*EXERCISE DESCRIPTION*. From the records below, transcribe exactly the lines that begin at the line with "hand soap bottle" and end at the line with "of the mirror", both included.

[Point localization data]
>>

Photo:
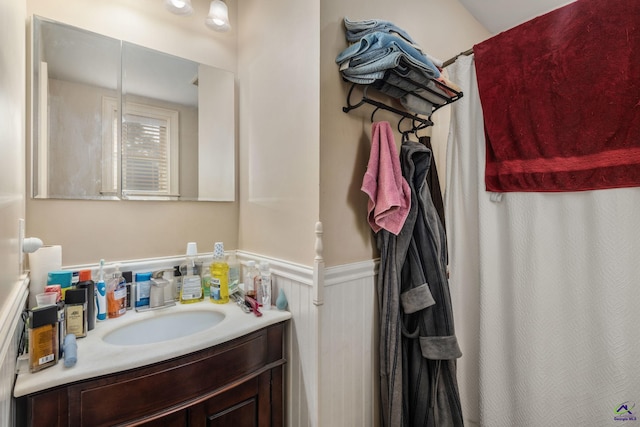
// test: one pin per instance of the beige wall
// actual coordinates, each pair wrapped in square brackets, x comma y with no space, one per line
[443,29]
[278,69]
[301,159]
[90,230]
[12,145]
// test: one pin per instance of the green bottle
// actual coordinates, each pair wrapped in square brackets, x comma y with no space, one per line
[219,289]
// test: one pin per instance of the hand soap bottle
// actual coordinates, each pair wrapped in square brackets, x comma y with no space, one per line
[191,290]
[219,276]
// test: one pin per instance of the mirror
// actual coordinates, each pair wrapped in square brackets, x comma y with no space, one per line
[114,120]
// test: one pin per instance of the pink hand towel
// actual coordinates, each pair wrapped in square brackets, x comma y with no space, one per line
[388,191]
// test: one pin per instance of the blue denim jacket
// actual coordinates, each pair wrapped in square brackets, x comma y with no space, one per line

<<

*PROBLEM SOLUTION*.
// test: one pin per instance of the hand soap bottle
// actual coordinates, each pair wrapped in square brackets, x comma y with no space, one per line
[191,290]
[219,276]
// test: one pin per instance of the mirror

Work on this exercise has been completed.